=== Your instructions ===
Copy out the entries below, starting at the line containing "We need the location of the stone block" and ending at the line containing "[0,0,450,174]", keeping every line, the text lines as well, and raise each bounding box coordinate by 146.

=== Material supplied ===
—————

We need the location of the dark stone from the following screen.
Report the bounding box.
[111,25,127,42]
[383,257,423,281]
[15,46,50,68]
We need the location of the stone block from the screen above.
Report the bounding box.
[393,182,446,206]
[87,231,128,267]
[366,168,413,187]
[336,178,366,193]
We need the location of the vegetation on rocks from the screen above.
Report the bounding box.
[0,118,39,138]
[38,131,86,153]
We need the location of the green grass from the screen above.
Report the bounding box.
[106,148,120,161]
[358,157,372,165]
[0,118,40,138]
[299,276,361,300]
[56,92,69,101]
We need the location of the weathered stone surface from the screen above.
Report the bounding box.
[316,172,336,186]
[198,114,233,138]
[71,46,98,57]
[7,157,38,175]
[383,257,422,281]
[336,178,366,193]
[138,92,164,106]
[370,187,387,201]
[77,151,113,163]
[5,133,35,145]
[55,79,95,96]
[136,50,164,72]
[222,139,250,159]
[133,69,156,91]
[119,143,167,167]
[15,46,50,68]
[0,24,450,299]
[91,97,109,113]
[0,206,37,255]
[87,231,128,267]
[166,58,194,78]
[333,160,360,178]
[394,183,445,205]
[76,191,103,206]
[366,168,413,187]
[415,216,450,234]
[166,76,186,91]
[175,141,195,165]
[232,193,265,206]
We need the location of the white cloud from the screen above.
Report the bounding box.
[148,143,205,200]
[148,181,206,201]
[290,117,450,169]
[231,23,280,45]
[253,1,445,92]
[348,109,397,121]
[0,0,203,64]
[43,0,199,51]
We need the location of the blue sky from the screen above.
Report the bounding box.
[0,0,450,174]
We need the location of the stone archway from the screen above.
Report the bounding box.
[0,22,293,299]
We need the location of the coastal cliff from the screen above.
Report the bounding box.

—————

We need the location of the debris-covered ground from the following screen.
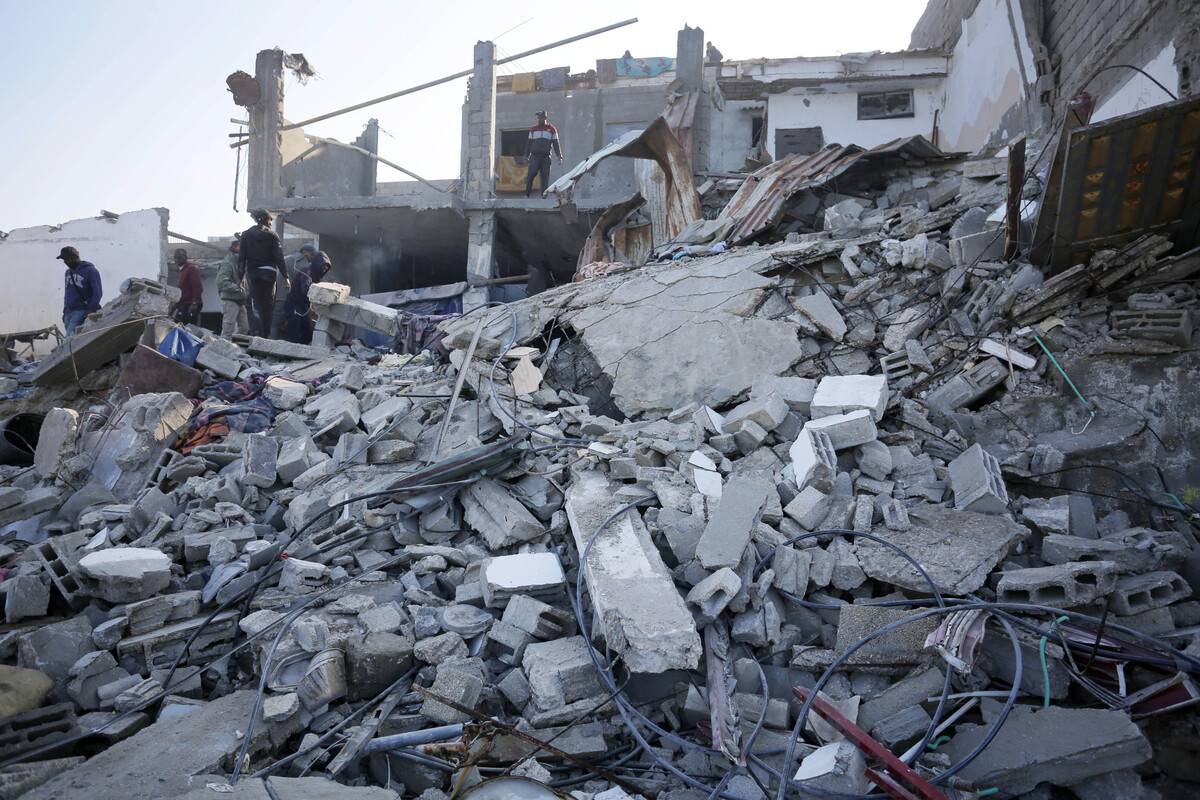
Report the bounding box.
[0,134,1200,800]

—————

=== Written reply ===
We need the location of the stone block from the screen above.
Report the bounding box.
[539,328,592,352]
[233,377,274,413]
[512,314,559,333]
[482,324,512,339]
We need the location of the vegetation on rocks from the screen above.
Report the bounding box.
[146,264,185,284]
[184,277,232,299]
We need the location of the green grass from the screen above.
Report the bounding box.
[252,294,266,307]
[504,303,518,311]
[146,264,186,284]
[445,422,507,446]
[202,238,215,247]
We need the location of the weathered stone surface from the screen above.
Report the bounding box.
[462,318,482,332]
[344,260,379,284]
[217,192,244,203]
[153,303,184,321]
[529,403,568,427]
[482,324,512,339]
[284,238,310,252]
[516,333,533,347]
[223,297,259,309]
[151,279,181,291]
[201,225,241,242]
[282,196,310,218]
[368,285,396,305]
[279,215,302,237]
[265,289,313,313]
[161,192,196,214]
[146,170,596,445]
[237,243,255,259]
[146,352,183,401]
[233,377,274,413]
[312,204,340,224]
[479,306,506,324]
[540,329,591,351]
[222,337,249,352]
[512,314,559,333]
[561,362,596,380]
[312,222,332,237]
[321,287,341,311]
[378,339,411,352]
We need the location of the white cloud from the screen above.
Report the bounding box.
[294,289,351,346]
[294,327,352,347]
[436,263,596,315]
[377,169,426,191]
[399,147,591,238]
[494,255,543,267]
[146,146,349,210]
[189,146,345,197]
We need the location of the blue sky from the screen above.
Report the bounding box.
[146,146,596,320]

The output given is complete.